Could you write out the records below exactly as they appear?

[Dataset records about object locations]

◇ ◇ ◇

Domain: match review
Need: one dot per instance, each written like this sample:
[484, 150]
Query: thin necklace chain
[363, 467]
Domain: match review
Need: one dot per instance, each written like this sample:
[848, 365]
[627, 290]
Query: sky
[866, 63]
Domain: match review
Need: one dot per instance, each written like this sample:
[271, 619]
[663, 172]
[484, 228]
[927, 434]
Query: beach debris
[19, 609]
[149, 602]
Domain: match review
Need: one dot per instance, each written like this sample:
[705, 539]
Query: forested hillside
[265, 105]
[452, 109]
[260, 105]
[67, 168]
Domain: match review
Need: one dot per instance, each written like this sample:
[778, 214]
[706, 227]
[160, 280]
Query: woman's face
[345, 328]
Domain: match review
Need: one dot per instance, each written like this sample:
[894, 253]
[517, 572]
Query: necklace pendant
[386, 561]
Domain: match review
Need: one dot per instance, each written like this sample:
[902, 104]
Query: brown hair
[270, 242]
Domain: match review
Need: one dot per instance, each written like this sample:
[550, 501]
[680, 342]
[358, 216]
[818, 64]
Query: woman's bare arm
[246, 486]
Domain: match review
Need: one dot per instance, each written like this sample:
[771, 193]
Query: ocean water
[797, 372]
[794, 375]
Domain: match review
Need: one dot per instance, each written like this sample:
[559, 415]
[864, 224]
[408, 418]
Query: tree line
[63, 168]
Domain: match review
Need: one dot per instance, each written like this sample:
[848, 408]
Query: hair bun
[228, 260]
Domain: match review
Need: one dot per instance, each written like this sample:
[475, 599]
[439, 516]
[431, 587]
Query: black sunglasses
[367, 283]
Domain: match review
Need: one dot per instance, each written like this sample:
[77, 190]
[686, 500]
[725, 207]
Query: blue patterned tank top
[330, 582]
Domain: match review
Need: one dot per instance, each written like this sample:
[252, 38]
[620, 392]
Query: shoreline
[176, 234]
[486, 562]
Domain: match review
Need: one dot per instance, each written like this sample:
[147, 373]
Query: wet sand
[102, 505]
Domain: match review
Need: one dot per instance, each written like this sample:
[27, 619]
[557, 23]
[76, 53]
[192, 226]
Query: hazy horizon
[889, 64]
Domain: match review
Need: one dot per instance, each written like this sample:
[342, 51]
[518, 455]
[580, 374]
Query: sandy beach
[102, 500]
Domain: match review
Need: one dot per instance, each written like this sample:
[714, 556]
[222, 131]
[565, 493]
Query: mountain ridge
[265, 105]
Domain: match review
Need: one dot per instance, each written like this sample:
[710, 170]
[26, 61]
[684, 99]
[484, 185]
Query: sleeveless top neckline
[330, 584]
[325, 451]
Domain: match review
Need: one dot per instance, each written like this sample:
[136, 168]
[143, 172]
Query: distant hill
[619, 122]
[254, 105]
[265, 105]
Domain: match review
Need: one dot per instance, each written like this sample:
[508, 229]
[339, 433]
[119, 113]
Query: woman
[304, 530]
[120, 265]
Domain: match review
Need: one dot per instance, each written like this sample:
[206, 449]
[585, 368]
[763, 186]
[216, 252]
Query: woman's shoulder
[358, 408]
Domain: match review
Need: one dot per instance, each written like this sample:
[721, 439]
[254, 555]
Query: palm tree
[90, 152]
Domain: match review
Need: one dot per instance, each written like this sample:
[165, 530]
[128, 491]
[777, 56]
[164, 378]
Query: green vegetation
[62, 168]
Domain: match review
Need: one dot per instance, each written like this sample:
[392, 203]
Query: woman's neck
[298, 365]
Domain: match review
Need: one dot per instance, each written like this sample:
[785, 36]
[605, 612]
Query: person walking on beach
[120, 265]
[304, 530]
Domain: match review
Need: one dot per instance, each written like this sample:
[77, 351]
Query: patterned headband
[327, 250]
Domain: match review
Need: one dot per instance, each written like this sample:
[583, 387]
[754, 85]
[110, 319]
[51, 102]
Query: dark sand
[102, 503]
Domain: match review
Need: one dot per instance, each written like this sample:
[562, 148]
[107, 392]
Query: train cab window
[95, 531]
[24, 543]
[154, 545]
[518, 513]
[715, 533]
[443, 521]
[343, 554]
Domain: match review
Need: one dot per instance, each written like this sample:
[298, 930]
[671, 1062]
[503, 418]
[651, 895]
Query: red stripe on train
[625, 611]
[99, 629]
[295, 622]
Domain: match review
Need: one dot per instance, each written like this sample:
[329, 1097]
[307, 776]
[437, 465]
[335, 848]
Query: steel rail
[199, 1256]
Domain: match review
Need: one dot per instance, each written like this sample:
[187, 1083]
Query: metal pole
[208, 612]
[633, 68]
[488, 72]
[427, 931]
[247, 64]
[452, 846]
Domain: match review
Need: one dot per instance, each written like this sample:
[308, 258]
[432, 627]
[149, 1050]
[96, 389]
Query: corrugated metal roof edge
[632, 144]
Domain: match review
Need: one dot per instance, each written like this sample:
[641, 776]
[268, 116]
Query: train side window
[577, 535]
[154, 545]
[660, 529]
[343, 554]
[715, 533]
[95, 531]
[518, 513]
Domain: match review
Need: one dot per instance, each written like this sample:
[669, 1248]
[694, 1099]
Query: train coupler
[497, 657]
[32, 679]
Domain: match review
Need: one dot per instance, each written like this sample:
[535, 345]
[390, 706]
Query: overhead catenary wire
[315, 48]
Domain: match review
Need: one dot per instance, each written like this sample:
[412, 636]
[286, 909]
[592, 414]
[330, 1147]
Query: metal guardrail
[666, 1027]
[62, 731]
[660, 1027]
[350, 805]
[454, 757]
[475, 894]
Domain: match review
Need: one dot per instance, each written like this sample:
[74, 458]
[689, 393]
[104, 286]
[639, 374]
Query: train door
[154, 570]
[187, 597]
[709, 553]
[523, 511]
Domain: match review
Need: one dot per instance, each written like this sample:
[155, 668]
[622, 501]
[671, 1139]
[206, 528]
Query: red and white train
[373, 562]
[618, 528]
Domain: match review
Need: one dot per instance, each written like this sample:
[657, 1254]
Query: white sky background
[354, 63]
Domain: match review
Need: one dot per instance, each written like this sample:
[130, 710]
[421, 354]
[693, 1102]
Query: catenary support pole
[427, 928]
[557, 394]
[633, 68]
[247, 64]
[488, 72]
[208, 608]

◇ ◇ ◇

--- Result of the task ---
Domain: match review
Need: one dot per instance, each written like this sample:
[484, 150]
Query: thin necklace chain
[363, 467]
Domain: match review
Need: one dot per instance, each written like this sample:
[848, 365]
[627, 290]
Query: sky
[866, 63]
Domain: match review
Need: one dot per instance, each written like this sample:
[271, 619]
[663, 172]
[484, 228]
[927, 434]
Query: beach debris
[19, 609]
[149, 602]
Domain: match review
Need: one dot per instance, each written like this sample:
[705, 539]
Query: forested hillside
[265, 105]
[452, 109]
[260, 105]
[67, 168]
Domain: match review
Need: one dot per instance, each written like this sample:
[778, 214]
[706, 227]
[160, 280]
Query: woman's face
[345, 328]
Domain: match review
Need: one dot per instance, each written like this sample:
[894, 253]
[517, 572]
Query: necklace pendant
[386, 561]
Domain: match review
Need: one dot per instance, each written like this sample:
[902, 104]
Query: brown hair
[270, 242]
Domain: match review
Need: one dot per instance, each written like this sample:
[550, 501]
[680, 342]
[358, 216]
[818, 64]
Query: woman's bare arm
[246, 486]
Domain: match review
Need: one dot per instance, each written like this sample:
[771, 193]
Query: ocean water
[797, 372]
[794, 375]
Domain: match review
Need: one dot per instance, each written like this sample:
[559, 415]
[864, 224]
[408, 418]
Query: tree line
[63, 168]
Domain: match review
Need: one dot per instance, each written like this sample:
[848, 408]
Query: hair bun
[228, 260]
Domain: match review
Need: one dot per instance, each written like this sample:
[475, 599]
[439, 516]
[431, 587]
Query: black sunglasses
[367, 283]
Domain: match review
Need: one dot per instance, each written like this sample:
[77, 190]
[686, 500]
[725, 207]
Query: blue patterned tank top
[330, 582]
Domain: match review
Need: one dot per instance, each written like this sample:
[252, 38]
[620, 392]
Query: shoreline
[176, 234]
[486, 562]
Domain: match review
Need: one dot per instance, each written like this sample:
[147, 373]
Query: wet sand
[102, 505]
Domain: match review
Need: one dot per instance, each written like this sample:
[27, 619]
[557, 23]
[76, 53]
[192, 226]
Query: hazy horizon
[889, 64]
Domain: match review
Need: one dot per instance, each written like this sample:
[342, 51]
[518, 455]
[580, 374]
Query: sandy beach
[102, 500]
Domain: match review
Need: one dot per instance, each written like this sample:
[714, 556]
[222, 131]
[565, 493]
Query: mountain ridge
[265, 105]
Domain: match review
Need: one dot per instance, each written like this sample:
[710, 170]
[26, 61]
[684, 99]
[484, 185]
Query: sleeveless top neckline
[330, 584]
[325, 451]
Domain: match review
Need: one dot per instance, each written like this sample:
[136, 168]
[143, 172]
Query: distant hill
[619, 122]
[254, 105]
[265, 105]
Domain: match review
Need: one dot per instance, each written like this sample:
[508, 229]
[339, 433]
[119, 113]
Query: woman
[304, 530]
[120, 265]
Domain: match review
Need: one dot per instance, each written like this sample:
[206, 449]
[585, 368]
[763, 186]
[216, 252]
Query: woman's shoulder
[358, 408]
Domain: match review
Need: one dot per instance, each written like this sample:
[721, 439]
[254, 555]
Query: palm tree
[90, 152]
Domain: match review
Need: one dot per instance, each written like this sample:
[165, 530]
[128, 491]
[777, 56]
[164, 378]
Query: green vegetation
[62, 168]
Domain: match review
Need: one dot per instance, each written like this sample:
[392, 203]
Query: woman's neck
[298, 365]
Domain: match review
Need: one dot per instance, each written like this sample:
[785, 36]
[605, 612]
Query: person walking on beach
[120, 265]
[304, 530]
Domain: match review
Need: one dot per instance, each written like this sample:
[77, 351]
Query: patterned headband
[327, 250]
Domain: match review
Need: one dot per instance, each written like this sample:
[583, 387]
[754, 85]
[110, 319]
[51, 102]
Query: dark sand
[102, 503]
Domain: match review
Need: one dot per instance, each written like this sample:
[562, 148]
[107, 392]
Query: train cab window
[95, 531]
[24, 543]
[154, 545]
[518, 513]
[715, 533]
[443, 521]
[343, 554]
Domain: match review
Need: one dot per instance, each written like this sample:
[298, 930]
[671, 1062]
[503, 418]
[651, 895]
Query: red stripe on train
[625, 611]
[99, 629]
[295, 622]
Domain: match review
Need: one dot per instance, each written like this sample:
[329, 1097]
[307, 776]
[437, 465]
[335, 848]
Query: steel rail
[199, 1256]
Domain: match review
Need: one dot per instance, each written like this sample:
[187, 1083]
Query: metal pole
[208, 612]
[633, 68]
[488, 72]
[427, 931]
[247, 64]
[452, 846]
Domain: match review
Need: one dot per instance, each written like this sample:
[308, 258]
[432, 627]
[149, 1050]
[96, 389]
Query: corrugated metal roof edge
[632, 144]
Domain: match review
Need: one dot per instance, each written like this sample:
[641, 776]
[268, 116]
Query: train side window
[577, 535]
[154, 545]
[660, 529]
[343, 554]
[715, 533]
[95, 531]
[518, 513]
Domain: match review
Need: one dot per instance, each written like this sample:
[669, 1248]
[694, 1099]
Query: train coupler
[497, 657]
[32, 679]
Domain: match review
Need: one dot per instance, each written like this sample:
[535, 345]
[390, 706]
Query: overhead catenary wire
[315, 48]
Domain: match review
Need: one dot per instance, each written like this sample:
[412, 636]
[286, 909]
[592, 414]
[330, 1147]
Query: metal guardrail
[666, 1027]
[62, 731]
[660, 1027]
[350, 805]
[454, 757]
[475, 894]
Domain: match review
Need: one dot per instance, each written like this sample:
[74, 458]
[689, 393]
[104, 286]
[639, 374]
Query: train door
[154, 570]
[187, 597]
[709, 553]
[523, 511]
Domain: match review
Need: one dot per instance, each written like this sample:
[155, 668]
[622, 501]
[671, 1139]
[206, 528]
Query: red and white train
[373, 562]
[618, 528]
Domain: match review
Need: one dot per instance, each written like this sample:
[657, 1254]
Query: white sky background
[354, 63]
Domain: match review
Need: one dot per instance, each written like this sample:
[130, 710]
[421, 354]
[693, 1102]
Query: catenary support pole
[427, 928]
[557, 394]
[633, 68]
[247, 64]
[488, 72]
[208, 608]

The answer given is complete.